# What is expected:
Copy the records starting at the line containing "Report x and y for each instance of the bright" and ending at the line containing "x=161, y=233", requests included, and give only those lines. Multiply every x and y coordinate in the answers by 2.35, round each to a whole number with halves going up, and leave the pictures out.

▼▼▼

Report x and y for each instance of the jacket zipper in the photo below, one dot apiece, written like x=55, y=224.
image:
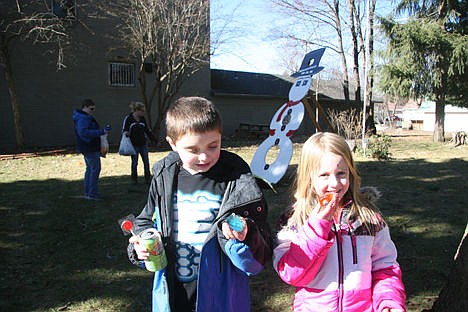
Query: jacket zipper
x=339, y=240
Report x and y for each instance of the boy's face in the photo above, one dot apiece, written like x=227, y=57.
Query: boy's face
x=198, y=151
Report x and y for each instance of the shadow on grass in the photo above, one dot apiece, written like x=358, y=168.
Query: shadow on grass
x=58, y=250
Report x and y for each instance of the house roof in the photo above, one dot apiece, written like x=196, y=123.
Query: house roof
x=229, y=82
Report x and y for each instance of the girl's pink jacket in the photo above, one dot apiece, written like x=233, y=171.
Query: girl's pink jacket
x=339, y=270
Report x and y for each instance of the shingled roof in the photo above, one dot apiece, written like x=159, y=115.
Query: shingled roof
x=228, y=82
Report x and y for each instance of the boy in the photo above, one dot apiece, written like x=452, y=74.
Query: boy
x=194, y=189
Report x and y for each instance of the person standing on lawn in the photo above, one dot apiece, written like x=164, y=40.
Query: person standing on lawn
x=135, y=127
x=335, y=248
x=194, y=190
x=88, y=142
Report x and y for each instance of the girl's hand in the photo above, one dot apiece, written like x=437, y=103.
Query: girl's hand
x=327, y=210
x=231, y=234
x=141, y=251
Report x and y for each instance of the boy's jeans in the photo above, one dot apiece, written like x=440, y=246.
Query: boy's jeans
x=93, y=169
x=143, y=151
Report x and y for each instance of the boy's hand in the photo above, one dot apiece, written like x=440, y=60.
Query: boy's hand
x=141, y=251
x=231, y=234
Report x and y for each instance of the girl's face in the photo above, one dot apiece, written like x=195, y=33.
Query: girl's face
x=332, y=176
x=198, y=151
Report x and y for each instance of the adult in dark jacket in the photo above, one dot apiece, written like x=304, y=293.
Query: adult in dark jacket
x=88, y=141
x=135, y=127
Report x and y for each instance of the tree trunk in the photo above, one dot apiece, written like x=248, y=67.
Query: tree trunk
x=453, y=296
x=344, y=65
x=14, y=99
x=439, y=135
x=357, y=79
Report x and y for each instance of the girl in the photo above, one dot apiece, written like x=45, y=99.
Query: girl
x=335, y=248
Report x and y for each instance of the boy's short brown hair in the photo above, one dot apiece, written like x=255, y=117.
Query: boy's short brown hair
x=191, y=115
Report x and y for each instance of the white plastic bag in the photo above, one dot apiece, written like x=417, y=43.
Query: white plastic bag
x=126, y=148
x=104, y=145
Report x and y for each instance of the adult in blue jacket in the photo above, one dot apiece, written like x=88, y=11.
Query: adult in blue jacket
x=88, y=141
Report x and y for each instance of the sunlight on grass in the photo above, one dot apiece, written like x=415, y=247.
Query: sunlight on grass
x=79, y=260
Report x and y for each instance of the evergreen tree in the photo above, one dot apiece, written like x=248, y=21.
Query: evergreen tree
x=427, y=56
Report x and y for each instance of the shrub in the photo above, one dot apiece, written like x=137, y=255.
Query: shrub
x=378, y=146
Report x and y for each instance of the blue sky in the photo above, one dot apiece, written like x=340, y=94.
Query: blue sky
x=251, y=45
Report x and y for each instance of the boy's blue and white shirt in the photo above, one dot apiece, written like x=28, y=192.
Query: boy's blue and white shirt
x=196, y=206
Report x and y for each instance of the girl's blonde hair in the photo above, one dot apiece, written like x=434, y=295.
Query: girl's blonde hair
x=305, y=195
x=134, y=106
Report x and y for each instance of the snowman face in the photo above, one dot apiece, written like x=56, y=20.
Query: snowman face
x=300, y=88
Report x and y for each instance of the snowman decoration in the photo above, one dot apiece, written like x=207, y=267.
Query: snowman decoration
x=285, y=123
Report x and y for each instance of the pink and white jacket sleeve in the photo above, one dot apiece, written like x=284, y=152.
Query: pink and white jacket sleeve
x=300, y=253
x=388, y=290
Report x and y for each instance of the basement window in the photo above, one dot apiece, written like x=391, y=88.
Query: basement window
x=121, y=75
x=64, y=8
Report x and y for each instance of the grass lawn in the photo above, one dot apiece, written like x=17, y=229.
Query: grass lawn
x=60, y=252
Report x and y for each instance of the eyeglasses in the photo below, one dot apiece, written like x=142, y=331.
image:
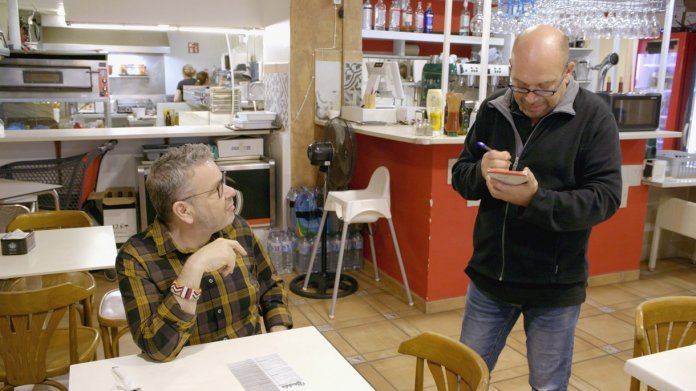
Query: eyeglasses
x=219, y=187
x=546, y=93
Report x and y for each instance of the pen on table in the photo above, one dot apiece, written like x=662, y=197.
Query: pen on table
x=484, y=146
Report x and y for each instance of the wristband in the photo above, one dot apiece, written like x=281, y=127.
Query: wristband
x=186, y=293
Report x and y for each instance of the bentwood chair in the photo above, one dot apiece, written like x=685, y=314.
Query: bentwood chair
x=54, y=220
x=662, y=324
x=453, y=365
x=34, y=349
x=360, y=206
x=112, y=322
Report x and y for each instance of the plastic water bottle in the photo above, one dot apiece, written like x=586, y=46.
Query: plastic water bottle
x=275, y=251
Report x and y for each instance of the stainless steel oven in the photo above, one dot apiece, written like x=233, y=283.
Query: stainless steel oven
x=253, y=178
x=43, y=74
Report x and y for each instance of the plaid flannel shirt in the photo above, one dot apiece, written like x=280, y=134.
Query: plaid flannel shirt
x=229, y=307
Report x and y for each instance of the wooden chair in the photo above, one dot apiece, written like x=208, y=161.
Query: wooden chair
x=55, y=220
x=453, y=365
x=33, y=348
x=112, y=322
x=662, y=324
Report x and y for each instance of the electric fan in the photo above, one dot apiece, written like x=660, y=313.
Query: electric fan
x=335, y=155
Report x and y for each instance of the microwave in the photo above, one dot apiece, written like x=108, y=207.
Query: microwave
x=253, y=178
x=634, y=112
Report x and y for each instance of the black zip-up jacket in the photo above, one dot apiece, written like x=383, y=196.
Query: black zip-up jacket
x=575, y=155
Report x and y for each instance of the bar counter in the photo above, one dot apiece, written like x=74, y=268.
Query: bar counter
x=435, y=225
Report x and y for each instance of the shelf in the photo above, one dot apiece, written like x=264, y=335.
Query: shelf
x=424, y=37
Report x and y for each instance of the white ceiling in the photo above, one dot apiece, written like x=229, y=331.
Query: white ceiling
x=203, y=13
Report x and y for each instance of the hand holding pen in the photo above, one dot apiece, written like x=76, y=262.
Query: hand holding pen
x=493, y=159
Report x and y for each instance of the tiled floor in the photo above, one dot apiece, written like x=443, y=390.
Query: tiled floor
x=370, y=324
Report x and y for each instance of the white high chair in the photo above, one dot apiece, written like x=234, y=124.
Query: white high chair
x=360, y=206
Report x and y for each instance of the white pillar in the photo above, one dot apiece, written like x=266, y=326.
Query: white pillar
x=13, y=25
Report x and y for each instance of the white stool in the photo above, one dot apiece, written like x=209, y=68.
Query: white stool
x=359, y=206
x=673, y=215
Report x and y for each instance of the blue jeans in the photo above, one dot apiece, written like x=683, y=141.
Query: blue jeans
x=550, y=335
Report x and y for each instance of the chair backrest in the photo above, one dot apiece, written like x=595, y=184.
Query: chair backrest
x=76, y=174
x=50, y=220
x=379, y=184
x=665, y=323
x=453, y=365
x=8, y=213
x=28, y=321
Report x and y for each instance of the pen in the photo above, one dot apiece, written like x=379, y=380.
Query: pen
x=484, y=146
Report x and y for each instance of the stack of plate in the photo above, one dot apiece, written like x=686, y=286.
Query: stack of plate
x=254, y=120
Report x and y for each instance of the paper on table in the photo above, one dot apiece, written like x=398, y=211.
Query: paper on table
x=265, y=373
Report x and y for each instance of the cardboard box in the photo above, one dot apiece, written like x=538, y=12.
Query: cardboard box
x=239, y=146
x=120, y=212
x=15, y=243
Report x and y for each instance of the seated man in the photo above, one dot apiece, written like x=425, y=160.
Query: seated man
x=197, y=274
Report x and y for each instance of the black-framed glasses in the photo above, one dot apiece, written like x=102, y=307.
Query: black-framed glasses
x=219, y=187
x=538, y=92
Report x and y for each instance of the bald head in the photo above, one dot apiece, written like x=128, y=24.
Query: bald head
x=542, y=43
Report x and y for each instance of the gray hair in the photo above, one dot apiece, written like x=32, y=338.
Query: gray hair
x=171, y=174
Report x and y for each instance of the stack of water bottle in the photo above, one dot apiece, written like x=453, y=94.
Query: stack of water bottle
x=288, y=252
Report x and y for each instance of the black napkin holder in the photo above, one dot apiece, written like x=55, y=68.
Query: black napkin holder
x=11, y=245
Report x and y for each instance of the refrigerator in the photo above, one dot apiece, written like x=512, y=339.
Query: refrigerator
x=679, y=81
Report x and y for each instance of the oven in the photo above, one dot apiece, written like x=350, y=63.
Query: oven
x=42, y=74
x=253, y=178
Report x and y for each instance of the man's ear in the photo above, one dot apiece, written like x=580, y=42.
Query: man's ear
x=182, y=210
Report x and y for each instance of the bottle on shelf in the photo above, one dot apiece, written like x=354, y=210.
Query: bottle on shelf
x=464, y=19
x=367, y=15
x=419, y=18
x=428, y=19
x=395, y=16
x=476, y=24
x=406, y=16
x=380, y=15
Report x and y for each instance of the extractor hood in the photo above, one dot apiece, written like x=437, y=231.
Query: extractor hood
x=123, y=41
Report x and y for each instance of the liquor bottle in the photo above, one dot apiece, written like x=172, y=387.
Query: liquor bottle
x=428, y=23
x=380, y=15
x=418, y=25
x=367, y=15
x=464, y=19
x=406, y=16
x=395, y=16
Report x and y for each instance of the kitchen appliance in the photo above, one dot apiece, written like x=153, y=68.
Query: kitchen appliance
x=679, y=79
x=633, y=111
x=253, y=178
x=40, y=74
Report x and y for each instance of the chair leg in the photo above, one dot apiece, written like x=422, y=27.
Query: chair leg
x=653, y=248
x=339, y=267
x=314, y=249
x=401, y=262
x=372, y=248
x=106, y=341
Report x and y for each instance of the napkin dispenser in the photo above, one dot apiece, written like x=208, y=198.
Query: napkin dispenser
x=17, y=243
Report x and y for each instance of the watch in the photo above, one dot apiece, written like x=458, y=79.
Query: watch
x=186, y=293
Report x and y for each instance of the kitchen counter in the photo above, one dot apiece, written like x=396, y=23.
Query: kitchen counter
x=144, y=132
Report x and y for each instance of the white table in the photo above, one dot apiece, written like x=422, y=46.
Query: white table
x=63, y=250
x=671, y=370
x=11, y=189
x=205, y=367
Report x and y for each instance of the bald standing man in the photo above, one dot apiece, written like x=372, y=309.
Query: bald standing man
x=530, y=240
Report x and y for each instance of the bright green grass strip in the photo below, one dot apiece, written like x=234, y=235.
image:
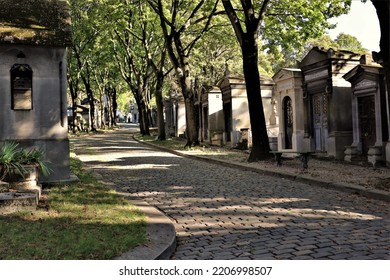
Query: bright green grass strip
x=84, y=221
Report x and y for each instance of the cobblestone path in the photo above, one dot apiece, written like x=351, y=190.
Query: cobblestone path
x=224, y=213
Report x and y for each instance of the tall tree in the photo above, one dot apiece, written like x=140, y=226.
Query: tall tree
x=383, y=11
x=183, y=23
x=280, y=24
x=128, y=37
x=84, y=37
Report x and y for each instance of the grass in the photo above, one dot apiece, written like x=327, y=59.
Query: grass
x=76, y=221
x=206, y=150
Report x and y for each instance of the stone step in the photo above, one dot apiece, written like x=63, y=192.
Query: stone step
x=11, y=202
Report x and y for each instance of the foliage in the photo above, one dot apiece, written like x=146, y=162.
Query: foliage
x=12, y=157
x=349, y=43
x=77, y=221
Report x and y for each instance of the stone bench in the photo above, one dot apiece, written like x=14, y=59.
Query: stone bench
x=303, y=157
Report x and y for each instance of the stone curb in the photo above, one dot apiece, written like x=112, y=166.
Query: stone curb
x=345, y=187
x=161, y=233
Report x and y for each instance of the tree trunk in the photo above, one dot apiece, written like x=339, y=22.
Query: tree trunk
x=383, y=11
x=160, y=108
x=192, y=133
x=260, y=143
x=114, y=106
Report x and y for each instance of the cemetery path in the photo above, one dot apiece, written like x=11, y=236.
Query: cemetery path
x=227, y=213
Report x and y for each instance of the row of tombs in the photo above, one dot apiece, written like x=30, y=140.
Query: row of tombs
x=334, y=105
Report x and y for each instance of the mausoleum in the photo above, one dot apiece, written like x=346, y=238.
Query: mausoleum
x=327, y=100
x=34, y=35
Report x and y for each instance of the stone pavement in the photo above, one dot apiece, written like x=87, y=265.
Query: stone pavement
x=221, y=212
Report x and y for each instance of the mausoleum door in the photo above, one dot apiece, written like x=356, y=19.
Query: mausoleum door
x=367, y=122
x=227, y=109
x=288, y=122
x=320, y=121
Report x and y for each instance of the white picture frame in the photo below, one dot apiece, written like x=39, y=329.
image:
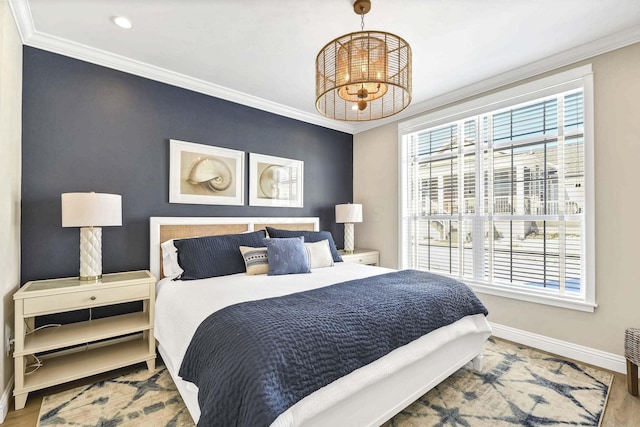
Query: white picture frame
x=275, y=181
x=204, y=174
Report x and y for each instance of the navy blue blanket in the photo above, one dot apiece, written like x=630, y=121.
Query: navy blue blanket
x=253, y=360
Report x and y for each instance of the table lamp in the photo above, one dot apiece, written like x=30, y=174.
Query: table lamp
x=90, y=211
x=348, y=214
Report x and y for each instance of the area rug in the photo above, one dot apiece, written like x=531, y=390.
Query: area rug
x=518, y=386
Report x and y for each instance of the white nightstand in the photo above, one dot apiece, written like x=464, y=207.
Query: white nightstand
x=361, y=256
x=100, y=345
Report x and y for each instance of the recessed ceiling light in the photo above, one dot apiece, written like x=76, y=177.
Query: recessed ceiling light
x=122, y=22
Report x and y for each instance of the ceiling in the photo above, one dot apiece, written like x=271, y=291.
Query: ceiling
x=261, y=53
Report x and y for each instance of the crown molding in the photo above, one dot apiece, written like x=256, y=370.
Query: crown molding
x=31, y=37
x=23, y=19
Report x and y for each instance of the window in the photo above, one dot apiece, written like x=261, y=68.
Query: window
x=499, y=195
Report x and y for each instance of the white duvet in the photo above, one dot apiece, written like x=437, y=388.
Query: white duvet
x=181, y=306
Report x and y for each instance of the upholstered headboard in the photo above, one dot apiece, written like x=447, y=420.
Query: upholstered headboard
x=165, y=228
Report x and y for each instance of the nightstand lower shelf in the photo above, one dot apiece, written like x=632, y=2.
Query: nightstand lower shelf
x=81, y=364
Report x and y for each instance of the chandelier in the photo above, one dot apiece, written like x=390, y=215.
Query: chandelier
x=364, y=75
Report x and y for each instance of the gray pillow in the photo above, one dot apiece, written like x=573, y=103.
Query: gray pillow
x=215, y=256
x=287, y=256
x=309, y=236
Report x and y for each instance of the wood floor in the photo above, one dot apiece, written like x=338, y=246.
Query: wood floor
x=622, y=410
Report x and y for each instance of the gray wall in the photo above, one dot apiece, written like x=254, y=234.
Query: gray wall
x=90, y=128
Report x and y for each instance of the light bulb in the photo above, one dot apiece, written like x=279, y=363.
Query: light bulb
x=122, y=22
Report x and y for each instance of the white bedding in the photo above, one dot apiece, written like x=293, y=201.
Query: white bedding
x=182, y=306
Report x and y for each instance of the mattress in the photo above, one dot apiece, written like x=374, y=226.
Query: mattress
x=182, y=306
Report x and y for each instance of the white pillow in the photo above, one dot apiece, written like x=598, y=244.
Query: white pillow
x=170, y=266
x=319, y=254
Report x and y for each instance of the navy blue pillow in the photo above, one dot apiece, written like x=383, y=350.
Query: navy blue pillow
x=309, y=236
x=214, y=256
x=287, y=256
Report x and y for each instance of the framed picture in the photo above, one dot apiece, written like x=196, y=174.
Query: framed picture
x=203, y=174
x=275, y=181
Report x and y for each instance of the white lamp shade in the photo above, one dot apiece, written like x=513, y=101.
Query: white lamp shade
x=349, y=213
x=91, y=209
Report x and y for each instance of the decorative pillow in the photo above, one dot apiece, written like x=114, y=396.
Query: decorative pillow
x=309, y=237
x=319, y=254
x=287, y=256
x=215, y=256
x=255, y=259
x=170, y=266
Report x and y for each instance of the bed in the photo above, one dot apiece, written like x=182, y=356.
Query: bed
x=367, y=396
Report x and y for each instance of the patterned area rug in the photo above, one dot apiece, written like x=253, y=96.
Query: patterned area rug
x=518, y=386
x=141, y=398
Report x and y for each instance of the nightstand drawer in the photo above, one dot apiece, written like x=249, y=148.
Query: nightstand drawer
x=361, y=256
x=84, y=299
x=365, y=258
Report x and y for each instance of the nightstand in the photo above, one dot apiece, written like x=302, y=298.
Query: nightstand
x=77, y=350
x=361, y=256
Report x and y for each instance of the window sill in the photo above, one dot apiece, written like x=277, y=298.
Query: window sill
x=538, y=298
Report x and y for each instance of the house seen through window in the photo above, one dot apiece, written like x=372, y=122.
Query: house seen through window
x=497, y=199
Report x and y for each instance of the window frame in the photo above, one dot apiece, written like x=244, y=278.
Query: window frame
x=580, y=77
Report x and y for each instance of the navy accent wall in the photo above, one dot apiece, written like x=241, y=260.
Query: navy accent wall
x=91, y=128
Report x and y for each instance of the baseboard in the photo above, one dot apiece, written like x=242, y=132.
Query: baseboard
x=6, y=398
x=592, y=356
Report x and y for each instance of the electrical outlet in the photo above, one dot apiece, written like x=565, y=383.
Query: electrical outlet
x=8, y=341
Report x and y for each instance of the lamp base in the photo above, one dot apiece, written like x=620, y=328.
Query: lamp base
x=90, y=253
x=348, y=237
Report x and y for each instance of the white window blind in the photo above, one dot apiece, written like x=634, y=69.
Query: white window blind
x=498, y=199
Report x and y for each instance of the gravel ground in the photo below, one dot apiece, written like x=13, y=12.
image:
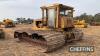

▲▲▲

# Complete output:
Report x and y for each instance of the bright green grass strip in the photo below, one dot apiece, written like x=234, y=235.
image:
Query: bright green grass strip
x=197, y=519
Report x and y for each instance of the cobblestone path in the photo above, one dot apiece, written like x=351, y=190.
Query: cobblestone path
x=526, y=501
Report x and y for each instance of the tall tree in the photo above, one dot apiece, written like x=140, y=226.
Query: tall tree
x=900, y=26
x=430, y=54
x=658, y=56
x=301, y=87
x=197, y=87
Report x and y for each instance of the grass in the photo above, one dot apiece, written like x=327, y=59.
Query: grass
x=179, y=519
x=484, y=353
Report x and y for each instance of the stone step in the photo above, one dot apiece, written like x=63, y=192.
Query: stone step
x=26, y=475
Report x and y for each instance of the foliage in the photo above, one dot apiece, written like x=146, y=162.
Query: foliage
x=28, y=369
x=820, y=101
x=181, y=519
Report x and y for each instance of the stone bench in the photo above, one dot apiece, written like x=14, y=59.
Query: stone bench
x=712, y=369
Report x and y for each instance of the stone curb in the photo above, one dot apiece, written like x=112, y=166.
Query: stone curb
x=811, y=439
x=378, y=548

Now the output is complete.